Data to examine —

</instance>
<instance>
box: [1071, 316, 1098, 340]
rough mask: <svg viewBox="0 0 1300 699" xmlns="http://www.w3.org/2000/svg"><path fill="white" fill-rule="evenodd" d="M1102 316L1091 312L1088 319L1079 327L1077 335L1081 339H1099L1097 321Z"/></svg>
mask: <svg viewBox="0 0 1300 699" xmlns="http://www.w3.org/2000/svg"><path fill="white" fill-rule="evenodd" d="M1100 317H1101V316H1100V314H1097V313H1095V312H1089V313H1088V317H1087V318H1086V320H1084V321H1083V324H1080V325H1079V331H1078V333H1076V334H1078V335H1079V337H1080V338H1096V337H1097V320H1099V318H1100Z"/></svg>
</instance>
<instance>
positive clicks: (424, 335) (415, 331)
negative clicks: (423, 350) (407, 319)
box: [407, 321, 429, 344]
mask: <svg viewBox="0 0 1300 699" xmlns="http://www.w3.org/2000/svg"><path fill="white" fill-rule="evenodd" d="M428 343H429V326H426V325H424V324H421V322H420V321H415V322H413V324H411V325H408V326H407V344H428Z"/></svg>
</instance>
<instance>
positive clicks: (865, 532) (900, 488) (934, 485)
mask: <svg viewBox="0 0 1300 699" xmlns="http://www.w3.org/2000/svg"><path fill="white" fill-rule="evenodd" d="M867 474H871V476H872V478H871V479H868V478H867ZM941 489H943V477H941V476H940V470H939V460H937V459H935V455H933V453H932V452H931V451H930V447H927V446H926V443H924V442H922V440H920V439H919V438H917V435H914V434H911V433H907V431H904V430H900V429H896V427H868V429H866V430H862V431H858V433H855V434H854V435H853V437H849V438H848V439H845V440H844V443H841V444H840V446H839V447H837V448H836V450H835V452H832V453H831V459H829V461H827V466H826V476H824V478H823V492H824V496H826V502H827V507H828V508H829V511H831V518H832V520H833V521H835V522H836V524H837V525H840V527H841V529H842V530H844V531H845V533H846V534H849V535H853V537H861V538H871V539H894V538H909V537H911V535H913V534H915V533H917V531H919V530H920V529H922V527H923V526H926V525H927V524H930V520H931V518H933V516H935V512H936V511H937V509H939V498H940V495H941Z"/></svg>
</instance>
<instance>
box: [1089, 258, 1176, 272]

Instructions for the task — You are asked to transcribe all of the data above exactly.

Your solution —
</instance>
<instance>
box: [1071, 316, 1098, 340]
rough mask: <svg viewBox="0 0 1300 699" xmlns="http://www.w3.org/2000/svg"><path fill="white" fill-rule="evenodd" d="M1102 316L1091 312L1088 319L1079 327L1077 335L1081 339H1099L1097 321Z"/></svg>
mask: <svg viewBox="0 0 1300 699" xmlns="http://www.w3.org/2000/svg"><path fill="white" fill-rule="evenodd" d="M1100 317H1101V316H1100V314H1097V313H1095V312H1089V313H1088V317H1087V318H1086V320H1084V321H1083V324H1080V325H1079V331H1078V333H1076V334H1078V335H1079V337H1080V338H1096V337H1097V320H1099V318H1100Z"/></svg>
</instance>
<instance>
positive clicks: (424, 335) (415, 331)
negative clicks: (423, 350) (407, 319)
box: [407, 321, 429, 344]
mask: <svg viewBox="0 0 1300 699" xmlns="http://www.w3.org/2000/svg"><path fill="white" fill-rule="evenodd" d="M428 343H429V326H426V325H424V324H421V322H420V321H415V322H413V324H411V325H408V326H407V344H428Z"/></svg>
</instance>
<instance>
positive clicks: (865, 532) (900, 488) (934, 485)
mask: <svg viewBox="0 0 1300 699" xmlns="http://www.w3.org/2000/svg"><path fill="white" fill-rule="evenodd" d="M867 474H871V476H872V478H871V479H868V478H867ZM941 489H943V477H941V476H940V470H939V460H937V459H935V455H933V453H932V452H931V451H930V447H927V446H926V443H924V442H922V440H920V439H919V438H917V435H914V434H911V433H907V431H904V430H900V429H896V427H868V429H866V430H862V431H858V433H855V434H854V435H853V437H849V438H848V439H845V440H844V443H841V444H840V446H839V447H837V448H836V450H835V452H832V453H831V459H829V461H827V466H826V476H824V478H823V492H824V496H826V502H827V507H828V508H829V511H831V518H832V520H833V521H835V522H836V524H837V525H840V527H841V529H842V530H844V531H845V533H846V534H849V535H853V537H861V538H871V539H894V538H909V537H911V535H913V534H915V533H917V531H919V530H920V529H922V527H923V526H926V525H927V524H930V520H931V518H933V516H935V512H936V511H937V509H939V498H940V495H941Z"/></svg>
</instance>
<instance>
box: [1089, 258, 1176, 272]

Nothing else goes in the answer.